SUPPLIED MATERIAL
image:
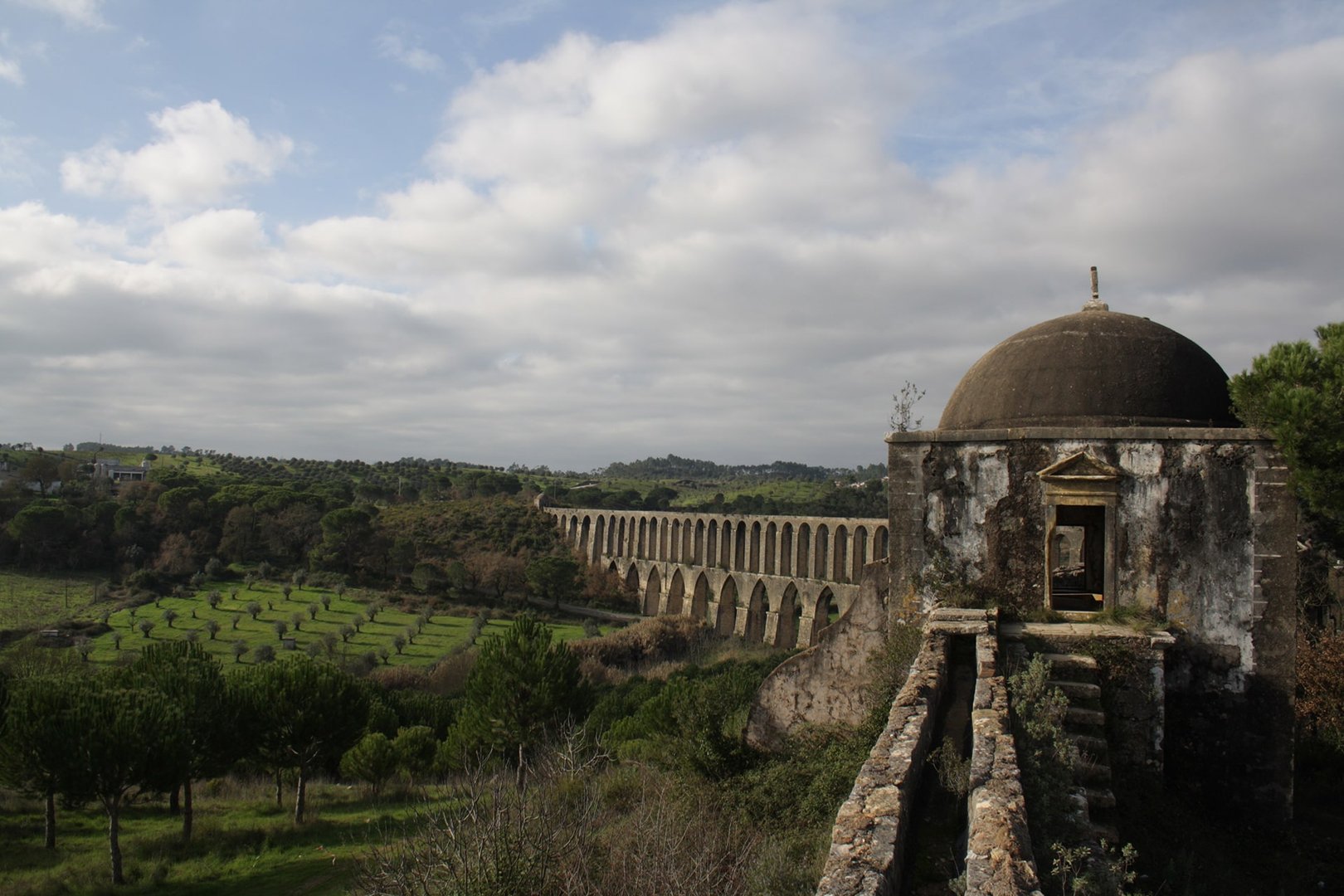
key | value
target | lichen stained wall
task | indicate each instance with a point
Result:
(1205, 535)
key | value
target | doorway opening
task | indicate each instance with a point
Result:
(1077, 555)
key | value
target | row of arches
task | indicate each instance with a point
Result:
(785, 620)
(835, 551)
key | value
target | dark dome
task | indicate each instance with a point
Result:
(1092, 368)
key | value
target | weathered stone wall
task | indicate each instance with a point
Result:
(828, 683)
(873, 828)
(1133, 668)
(1203, 533)
(873, 824)
(999, 860)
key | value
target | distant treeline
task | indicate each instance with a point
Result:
(684, 468)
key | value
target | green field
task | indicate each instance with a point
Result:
(30, 601)
(35, 599)
(438, 635)
(242, 843)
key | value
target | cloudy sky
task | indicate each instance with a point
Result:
(577, 231)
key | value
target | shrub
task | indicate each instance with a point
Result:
(371, 761)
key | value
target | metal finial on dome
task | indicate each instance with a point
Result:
(1094, 304)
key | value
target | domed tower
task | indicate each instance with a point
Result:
(1093, 462)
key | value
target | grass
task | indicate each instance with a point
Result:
(242, 843)
(441, 635)
(30, 599)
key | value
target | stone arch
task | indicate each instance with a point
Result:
(757, 606)
(825, 607)
(786, 633)
(728, 606)
(700, 599)
(804, 550)
(860, 551)
(821, 535)
(771, 536)
(676, 594)
(652, 592)
(840, 555)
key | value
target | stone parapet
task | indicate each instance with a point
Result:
(999, 860)
(873, 824)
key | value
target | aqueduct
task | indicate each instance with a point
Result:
(773, 579)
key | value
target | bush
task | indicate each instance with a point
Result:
(520, 691)
(371, 761)
(655, 640)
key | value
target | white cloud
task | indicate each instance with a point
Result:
(700, 242)
(398, 43)
(11, 71)
(202, 155)
(74, 12)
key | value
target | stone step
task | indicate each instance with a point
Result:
(1092, 772)
(1081, 718)
(1079, 691)
(1090, 744)
(1073, 666)
(1099, 798)
(1103, 832)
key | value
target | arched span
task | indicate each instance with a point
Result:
(700, 599)
(652, 592)
(860, 551)
(771, 536)
(840, 562)
(757, 607)
(786, 633)
(676, 592)
(825, 611)
(804, 550)
(728, 607)
(821, 535)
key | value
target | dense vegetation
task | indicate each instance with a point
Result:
(169, 644)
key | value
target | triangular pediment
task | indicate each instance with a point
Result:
(1079, 468)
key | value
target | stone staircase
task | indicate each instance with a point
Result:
(1094, 801)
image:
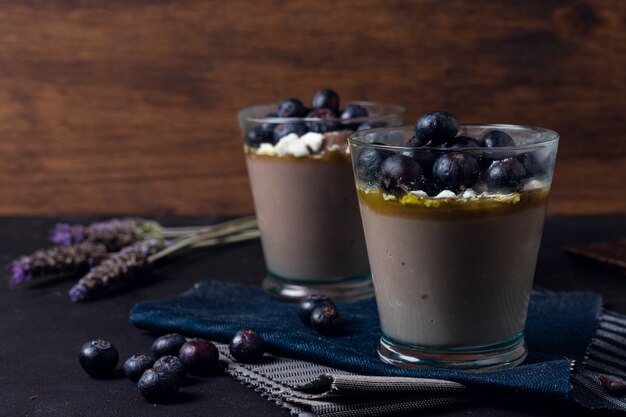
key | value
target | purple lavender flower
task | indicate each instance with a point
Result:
(65, 261)
(115, 233)
(118, 270)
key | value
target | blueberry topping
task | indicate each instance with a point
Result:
(462, 142)
(326, 99)
(368, 163)
(400, 174)
(246, 346)
(310, 303)
(353, 111)
(455, 171)
(285, 129)
(325, 320)
(291, 107)
(505, 175)
(98, 358)
(497, 139)
(435, 128)
(267, 125)
(371, 125)
(168, 344)
(136, 365)
(322, 126)
(159, 384)
(199, 356)
(255, 137)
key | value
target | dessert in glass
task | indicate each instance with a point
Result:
(303, 189)
(453, 217)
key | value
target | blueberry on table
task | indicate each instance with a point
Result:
(247, 346)
(98, 358)
(168, 344)
(267, 125)
(497, 139)
(371, 125)
(285, 129)
(400, 174)
(255, 137)
(325, 125)
(325, 320)
(136, 365)
(310, 303)
(159, 384)
(505, 175)
(291, 107)
(460, 142)
(173, 364)
(352, 111)
(199, 356)
(326, 99)
(455, 171)
(435, 128)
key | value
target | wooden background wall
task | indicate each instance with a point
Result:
(120, 106)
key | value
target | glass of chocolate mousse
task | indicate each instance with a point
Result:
(453, 217)
(303, 189)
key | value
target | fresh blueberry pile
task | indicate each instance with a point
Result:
(319, 312)
(439, 162)
(324, 108)
(160, 380)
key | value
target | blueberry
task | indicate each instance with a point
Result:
(199, 356)
(98, 358)
(267, 125)
(285, 129)
(168, 344)
(400, 174)
(246, 346)
(291, 107)
(310, 303)
(326, 99)
(462, 142)
(159, 384)
(371, 125)
(136, 365)
(322, 126)
(505, 175)
(255, 137)
(368, 162)
(455, 171)
(173, 364)
(497, 139)
(435, 128)
(325, 320)
(352, 111)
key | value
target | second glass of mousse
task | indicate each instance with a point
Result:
(453, 217)
(301, 178)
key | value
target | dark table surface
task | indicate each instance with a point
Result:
(41, 331)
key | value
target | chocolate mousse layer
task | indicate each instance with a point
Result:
(453, 272)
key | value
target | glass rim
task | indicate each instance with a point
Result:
(395, 110)
(549, 137)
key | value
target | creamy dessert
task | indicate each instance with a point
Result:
(299, 168)
(453, 226)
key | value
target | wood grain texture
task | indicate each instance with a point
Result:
(129, 106)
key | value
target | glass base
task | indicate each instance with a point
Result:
(475, 358)
(352, 288)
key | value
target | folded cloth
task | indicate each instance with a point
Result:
(559, 329)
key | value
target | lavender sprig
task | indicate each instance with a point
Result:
(119, 269)
(67, 261)
(114, 234)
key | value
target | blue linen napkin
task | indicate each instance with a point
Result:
(560, 326)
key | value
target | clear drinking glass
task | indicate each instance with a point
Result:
(453, 238)
(304, 197)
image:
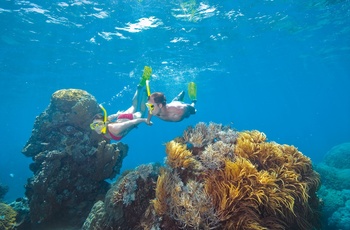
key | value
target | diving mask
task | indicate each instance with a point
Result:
(150, 107)
(98, 126)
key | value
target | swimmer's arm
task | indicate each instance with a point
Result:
(148, 122)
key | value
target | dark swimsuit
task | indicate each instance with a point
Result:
(128, 116)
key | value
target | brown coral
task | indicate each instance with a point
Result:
(178, 155)
(244, 182)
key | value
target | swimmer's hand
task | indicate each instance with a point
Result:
(148, 122)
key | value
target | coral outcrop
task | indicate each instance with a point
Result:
(126, 202)
(71, 162)
(216, 178)
(335, 189)
(7, 217)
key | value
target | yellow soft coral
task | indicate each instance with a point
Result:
(7, 217)
(239, 181)
(178, 155)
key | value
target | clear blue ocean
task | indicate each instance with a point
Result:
(281, 67)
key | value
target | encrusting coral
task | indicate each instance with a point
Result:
(71, 161)
(7, 217)
(217, 178)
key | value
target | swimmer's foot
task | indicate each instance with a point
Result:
(143, 107)
(180, 97)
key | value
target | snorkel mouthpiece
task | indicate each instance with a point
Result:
(104, 129)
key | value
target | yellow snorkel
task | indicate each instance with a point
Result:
(147, 88)
(149, 105)
(104, 129)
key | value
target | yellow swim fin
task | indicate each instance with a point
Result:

ACTION ITEM
Could you write out the records again exactly, without any of their pictures?

TASK ANSWER
image:
key | value
target | lichen stained wall
task | indicate each instance with a point
Result:
(1205, 535)
key | value
target | doorway opening
task | indicate each instance with a point
Result:
(1077, 555)
key | value
target | row of arches
task | indicate each instance with a point
Result:
(785, 620)
(835, 551)
key | value
target | dark dome
task | indicate each instance with a point
Result:
(1092, 368)
key | value
target | weathered stone wall
task | indicate each instance with a point
Result:
(828, 683)
(873, 828)
(1133, 668)
(1203, 533)
(873, 824)
(999, 860)
key | value
target | distant treeline
task | indicate each instance with a point
Result:
(684, 468)
key | value
target | green field
task | indicate each instance with a point
Result:
(30, 601)
(35, 599)
(438, 635)
(242, 843)
key | value
target | cloudy sky
task | indicate each instance with a point
Result:
(577, 231)
key | value
target | shrub
task | indicate each instance with a point
Result:
(371, 761)
key | value
target | metal finial on dome
task | indicate each instance with a point
Result:
(1094, 304)
key | value
target | domed tower
task | indicate each instance with a point
Result:
(1093, 462)
key | value
target | grass
task | indicate each instance with a point
Result:
(242, 843)
(441, 635)
(30, 599)
key | value
target | stone arch
task | indicate each instance with a point
Result:
(757, 606)
(825, 607)
(786, 633)
(728, 606)
(700, 599)
(804, 550)
(860, 551)
(821, 535)
(771, 536)
(676, 594)
(652, 592)
(840, 555)
key | value
target | stone parapet
task | indicate each instance with a point
Result:
(999, 860)
(873, 824)
key | value
target | aqueduct
task | indicate each instance with a point
Result:
(773, 579)
key | value
target | bush
task | indicate each instance with a point
Result:
(520, 691)
(371, 761)
(655, 640)
key | value
target | white cloud
task | indicate each instance with a point
Result:
(700, 242)
(398, 43)
(11, 71)
(202, 155)
(74, 12)
key | value
target | stone step
task | indicate each instance with a point
Result:
(1092, 772)
(1081, 718)
(1079, 691)
(1090, 744)
(1073, 666)
(1099, 798)
(1103, 832)
key | value
target | arched span
task | indicate each instance with a point
Result:
(700, 599)
(652, 592)
(860, 551)
(771, 536)
(840, 562)
(757, 607)
(786, 633)
(676, 592)
(825, 611)
(804, 550)
(728, 607)
(821, 535)
key | value
target | dense vegetation
task | indicate each instance with a point
Result:
(169, 644)
key | value
target | triangular pediment
task | indicate each instance with a point
Result:
(1079, 468)
key | value
target | stone staircase
task | indicate each instance with a point
Result:
(1094, 801)
image:
key | value
target | purple lavender flower
task | indicate each instance with a point
Result:
(65, 261)
(115, 233)
(118, 270)
key | value
target | blueberry topping
task | indicate each instance with a point
Result:
(462, 142)
(326, 99)
(368, 163)
(400, 174)
(246, 346)
(310, 303)
(353, 111)
(455, 171)
(285, 129)
(325, 320)
(291, 107)
(505, 175)
(98, 358)
(497, 139)
(435, 128)
(267, 125)
(371, 125)
(168, 344)
(136, 365)
(322, 126)
(159, 384)
(199, 356)
(255, 137)
key | value
target | dessert in glass
task | indicate each instance with a point
Result:
(303, 189)
(453, 217)
key | value
target | blueberry on table
task | indicate each instance with a point
Result:
(247, 346)
(98, 358)
(168, 344)
(267, 125)
(497, 139)
(371, 125)
(285, 129)
(400, 174)
(255, 137)
(325, 125)
(325, 320)
(136, 365)
(310, 303)
(159, 384)
(505, 175)
(291, 107)
(460, 142)
(173, 364)
(352, 111)
(199, 356)
(326, 99)
(455, 171)
(435, 128)
key | value
target | wooden background wall
task | indicate each instance with a point
Result:
(120, 106)
key | value
target | glass of chocolate mousse
task | indicate each instance with a point
Result:
(453, 217)
(303, 189)
key | value
target | fresh blueberry pile
task | indicate each instance with a point
Result:
(319, 312)
(439, 162)
(324, 108)
(160, 380)
key | value
target | blueberry
task | indicate each instance with a point
Result:
(199, 356)
(98, 358)
(267, 125)
(285, 129)
(168, 344)
(400, 174)
(246, 346)
(291, 107)
(310, 303)
(326, 99)
(462, 142)
(159, 384)
(371, 125)
(136, 365)
(322, 126)
(505, 175)
(255, 137)
(368, 162)
(455, 171)
(173, 364)
(497, 139)
(435, 128)
(325, 320)
(352, 111)
key | value
target | second glass of mousse
task | indicate each instance with a point
Result:
(453, 217)
(301, 178)
key | value
target | dark table surface
task | indicate each instance with a point
Result:
(41, 331)
key | value
target | chocolate mousse layer
task | indicate each instance with a point
Result:
(453, 272)
key | value
target | glass rim
task | indicate each instance with a point
Result:
(395, 110)
(549, 137)
key | value
target | creamy dessert
task | indicate each instance with a point
Result:
(299, 168)
(453, 226)
key | value
target | wood grain texture
task | indicate each instance with a point
Result:
(129, 106)
key | value
target | glass base
task | indicate each instance with a point
Result:
(475, 358)
(352, 288)
key | value
target | folded cloth
task | indicate each instance with a point
Result:
(559, 329)
key | value
target | lavender sprig
task | indicate each instance with a point
Result:
(119, 269)
(67, 261)
(114, 234)
key | value
target | blue linen napkin
task | indicate each instance with a point
Result:
(560, 326)
key | value
target | clear drinking glass
task | indicate each instance with a point
Result:
(453, 238)
(304, 197)
image:
key | value
target | diving mask
task | indicate each instance with a point
Result:
(150, 107)
(98, 126)
key | value
target | swimmer's arm
task | indicate each instance with a point
Result:
(148, 122)
key | value
target | dark swimsuit
task | indicate each instance with a point
Result:
(128, 116)
key | value
target | brown coral
task | indicate each instance with a point
Result:
(178, 155)
(244, 182)
key | value
target | swimmer's hand
task | indicate each instance with a point
Result:
(148, 122)
key | value
target | coral outcrop
task | indicate each instance with a point
Result:
(126, 202)
(71, 162)
(216, 178)
(335, 189)
(7, 217)
key | value
target | yellow soft coral
task | indicate each instance with a point
Result:
(7, 217)
(239, 181)
(178, 155)
key | value
target | clear blue ocean
task | indicate each instance with a point
Result:
(281, 67)
key | value
target | encrusting coral
task | indicate each instance with a point
Result:
(71, 161)
(7, 217)
(217, 178)
key | value
target | swimmer's foot
task | indicate each instance with a point
Result:
(143, 107)
(180, 97)
key | value
target | snorkel mouthpiece
task | indicate each instance with a point
Result:
(104, 129)
key | value
target | yellow snorkel
task | indicate each instance with a point
Result:
(147, 88)
(149, 105)
(104, 129)
key | value
target | yellow swim fin
task | indicate each instance with a point
Result:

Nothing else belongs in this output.